JOB:
Select every line in the listing below that contains the word "cave" and copy each one out.

EXCERPTED RECORDS:
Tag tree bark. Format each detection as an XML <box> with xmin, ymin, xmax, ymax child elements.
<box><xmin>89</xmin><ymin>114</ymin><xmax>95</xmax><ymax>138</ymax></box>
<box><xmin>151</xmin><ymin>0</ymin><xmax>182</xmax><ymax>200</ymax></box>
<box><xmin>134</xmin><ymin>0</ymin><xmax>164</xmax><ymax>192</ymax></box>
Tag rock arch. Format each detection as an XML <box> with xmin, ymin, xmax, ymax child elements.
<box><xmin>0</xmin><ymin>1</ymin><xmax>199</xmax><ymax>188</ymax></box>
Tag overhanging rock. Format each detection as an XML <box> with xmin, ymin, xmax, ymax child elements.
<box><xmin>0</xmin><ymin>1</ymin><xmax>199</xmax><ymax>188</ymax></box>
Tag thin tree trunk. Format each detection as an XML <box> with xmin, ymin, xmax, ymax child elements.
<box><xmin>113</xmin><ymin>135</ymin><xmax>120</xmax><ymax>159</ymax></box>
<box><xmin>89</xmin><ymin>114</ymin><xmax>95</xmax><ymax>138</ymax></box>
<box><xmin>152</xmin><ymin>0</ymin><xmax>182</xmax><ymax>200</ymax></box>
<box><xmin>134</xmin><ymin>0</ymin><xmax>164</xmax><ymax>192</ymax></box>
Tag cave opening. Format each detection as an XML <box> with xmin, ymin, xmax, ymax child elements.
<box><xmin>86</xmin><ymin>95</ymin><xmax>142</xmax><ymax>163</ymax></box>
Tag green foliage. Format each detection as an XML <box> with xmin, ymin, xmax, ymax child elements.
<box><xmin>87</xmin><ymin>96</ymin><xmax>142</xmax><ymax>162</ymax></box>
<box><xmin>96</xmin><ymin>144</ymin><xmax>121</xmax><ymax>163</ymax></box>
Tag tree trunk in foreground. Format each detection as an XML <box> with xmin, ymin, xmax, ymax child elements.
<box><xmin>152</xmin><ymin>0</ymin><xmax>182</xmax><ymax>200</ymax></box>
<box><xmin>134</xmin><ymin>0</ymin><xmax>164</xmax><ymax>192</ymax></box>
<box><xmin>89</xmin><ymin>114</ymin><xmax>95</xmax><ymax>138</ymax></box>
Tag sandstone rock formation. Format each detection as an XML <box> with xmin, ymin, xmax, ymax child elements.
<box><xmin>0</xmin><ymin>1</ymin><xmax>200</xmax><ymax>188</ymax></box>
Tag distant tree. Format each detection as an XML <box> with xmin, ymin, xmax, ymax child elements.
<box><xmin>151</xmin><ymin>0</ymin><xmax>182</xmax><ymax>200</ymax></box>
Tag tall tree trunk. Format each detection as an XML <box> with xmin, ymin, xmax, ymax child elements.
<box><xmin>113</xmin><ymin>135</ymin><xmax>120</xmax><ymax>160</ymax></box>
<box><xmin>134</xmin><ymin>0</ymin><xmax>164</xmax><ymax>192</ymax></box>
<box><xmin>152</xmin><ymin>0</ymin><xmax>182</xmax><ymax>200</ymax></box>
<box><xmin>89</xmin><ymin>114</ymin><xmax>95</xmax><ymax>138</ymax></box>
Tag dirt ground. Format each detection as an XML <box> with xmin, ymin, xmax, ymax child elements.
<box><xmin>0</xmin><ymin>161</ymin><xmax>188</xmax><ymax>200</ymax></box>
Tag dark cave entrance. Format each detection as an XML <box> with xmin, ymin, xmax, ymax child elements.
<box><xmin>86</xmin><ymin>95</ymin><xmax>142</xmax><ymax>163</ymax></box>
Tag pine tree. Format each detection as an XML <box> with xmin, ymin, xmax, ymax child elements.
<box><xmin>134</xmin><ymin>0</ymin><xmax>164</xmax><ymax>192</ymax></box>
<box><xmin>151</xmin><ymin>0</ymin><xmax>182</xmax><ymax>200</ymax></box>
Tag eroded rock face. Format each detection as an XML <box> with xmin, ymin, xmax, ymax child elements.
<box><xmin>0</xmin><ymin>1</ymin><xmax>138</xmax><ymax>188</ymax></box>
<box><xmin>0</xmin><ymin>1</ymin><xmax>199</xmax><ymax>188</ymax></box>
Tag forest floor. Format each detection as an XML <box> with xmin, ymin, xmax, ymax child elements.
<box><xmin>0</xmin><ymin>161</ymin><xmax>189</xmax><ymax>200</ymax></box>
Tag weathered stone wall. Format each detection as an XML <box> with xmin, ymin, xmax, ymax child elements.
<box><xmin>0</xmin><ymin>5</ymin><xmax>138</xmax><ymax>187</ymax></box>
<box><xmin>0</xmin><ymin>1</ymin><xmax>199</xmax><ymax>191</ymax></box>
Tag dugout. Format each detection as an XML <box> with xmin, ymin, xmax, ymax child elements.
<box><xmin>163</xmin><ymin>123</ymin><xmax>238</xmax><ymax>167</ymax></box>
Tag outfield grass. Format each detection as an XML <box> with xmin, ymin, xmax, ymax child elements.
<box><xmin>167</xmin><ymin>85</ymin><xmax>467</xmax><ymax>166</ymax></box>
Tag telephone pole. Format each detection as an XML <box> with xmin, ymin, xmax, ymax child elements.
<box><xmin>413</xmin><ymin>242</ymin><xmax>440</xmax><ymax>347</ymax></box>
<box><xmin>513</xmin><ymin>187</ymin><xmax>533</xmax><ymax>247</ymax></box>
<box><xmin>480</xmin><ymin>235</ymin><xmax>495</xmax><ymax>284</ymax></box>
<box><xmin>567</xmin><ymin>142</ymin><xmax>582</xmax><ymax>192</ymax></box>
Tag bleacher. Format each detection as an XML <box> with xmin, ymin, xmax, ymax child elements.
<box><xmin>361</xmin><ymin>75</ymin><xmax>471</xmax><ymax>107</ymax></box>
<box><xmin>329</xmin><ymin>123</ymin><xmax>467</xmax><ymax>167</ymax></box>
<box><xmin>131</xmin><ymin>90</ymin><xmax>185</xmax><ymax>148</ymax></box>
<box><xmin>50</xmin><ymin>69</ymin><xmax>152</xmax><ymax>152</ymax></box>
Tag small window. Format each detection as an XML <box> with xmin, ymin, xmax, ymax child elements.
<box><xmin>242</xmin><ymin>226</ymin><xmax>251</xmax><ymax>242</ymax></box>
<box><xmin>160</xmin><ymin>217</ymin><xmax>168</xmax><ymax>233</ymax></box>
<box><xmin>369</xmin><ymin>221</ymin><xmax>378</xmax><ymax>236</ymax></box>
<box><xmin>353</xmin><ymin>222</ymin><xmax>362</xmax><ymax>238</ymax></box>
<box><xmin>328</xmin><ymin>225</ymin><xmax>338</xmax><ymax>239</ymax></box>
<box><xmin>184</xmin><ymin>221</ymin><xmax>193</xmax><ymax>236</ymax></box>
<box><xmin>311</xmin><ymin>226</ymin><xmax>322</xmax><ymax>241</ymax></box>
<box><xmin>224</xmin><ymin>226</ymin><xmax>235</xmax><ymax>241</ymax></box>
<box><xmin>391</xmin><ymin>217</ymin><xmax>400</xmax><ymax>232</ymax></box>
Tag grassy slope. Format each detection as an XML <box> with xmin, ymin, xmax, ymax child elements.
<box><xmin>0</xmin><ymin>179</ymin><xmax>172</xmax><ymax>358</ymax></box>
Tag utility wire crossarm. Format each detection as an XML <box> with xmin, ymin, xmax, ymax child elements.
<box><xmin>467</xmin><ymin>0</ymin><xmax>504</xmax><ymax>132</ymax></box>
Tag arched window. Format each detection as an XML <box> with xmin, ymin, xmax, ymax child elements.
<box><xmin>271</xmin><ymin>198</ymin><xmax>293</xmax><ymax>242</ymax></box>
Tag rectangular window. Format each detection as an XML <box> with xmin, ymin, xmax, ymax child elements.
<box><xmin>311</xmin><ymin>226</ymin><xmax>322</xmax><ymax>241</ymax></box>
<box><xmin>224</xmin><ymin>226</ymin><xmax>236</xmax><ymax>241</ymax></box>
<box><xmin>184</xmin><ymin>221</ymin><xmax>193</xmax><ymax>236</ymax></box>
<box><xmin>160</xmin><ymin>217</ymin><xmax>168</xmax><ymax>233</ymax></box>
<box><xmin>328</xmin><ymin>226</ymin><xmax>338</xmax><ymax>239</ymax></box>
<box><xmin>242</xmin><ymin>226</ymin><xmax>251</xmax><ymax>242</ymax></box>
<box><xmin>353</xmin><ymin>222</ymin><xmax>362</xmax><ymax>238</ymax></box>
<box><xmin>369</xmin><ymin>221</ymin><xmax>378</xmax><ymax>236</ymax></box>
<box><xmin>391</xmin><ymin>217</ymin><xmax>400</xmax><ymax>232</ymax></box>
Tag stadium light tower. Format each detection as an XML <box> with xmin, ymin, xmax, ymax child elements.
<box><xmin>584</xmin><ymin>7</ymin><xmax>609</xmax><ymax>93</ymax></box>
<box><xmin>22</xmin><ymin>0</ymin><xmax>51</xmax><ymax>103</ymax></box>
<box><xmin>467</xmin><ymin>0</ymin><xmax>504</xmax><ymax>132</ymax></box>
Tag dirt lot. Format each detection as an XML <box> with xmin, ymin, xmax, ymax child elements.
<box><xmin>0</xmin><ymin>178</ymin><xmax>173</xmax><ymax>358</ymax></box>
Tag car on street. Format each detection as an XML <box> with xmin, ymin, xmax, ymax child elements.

CORRECT RESPONSE:
Tag cave opening. Format each detection as an XML <box> with xmin, ymin, xmax, ymax child elements.
Tag dark cave entrance. Format each detection as an XML <box> with xmin, ymin, xmax, ymax child elements.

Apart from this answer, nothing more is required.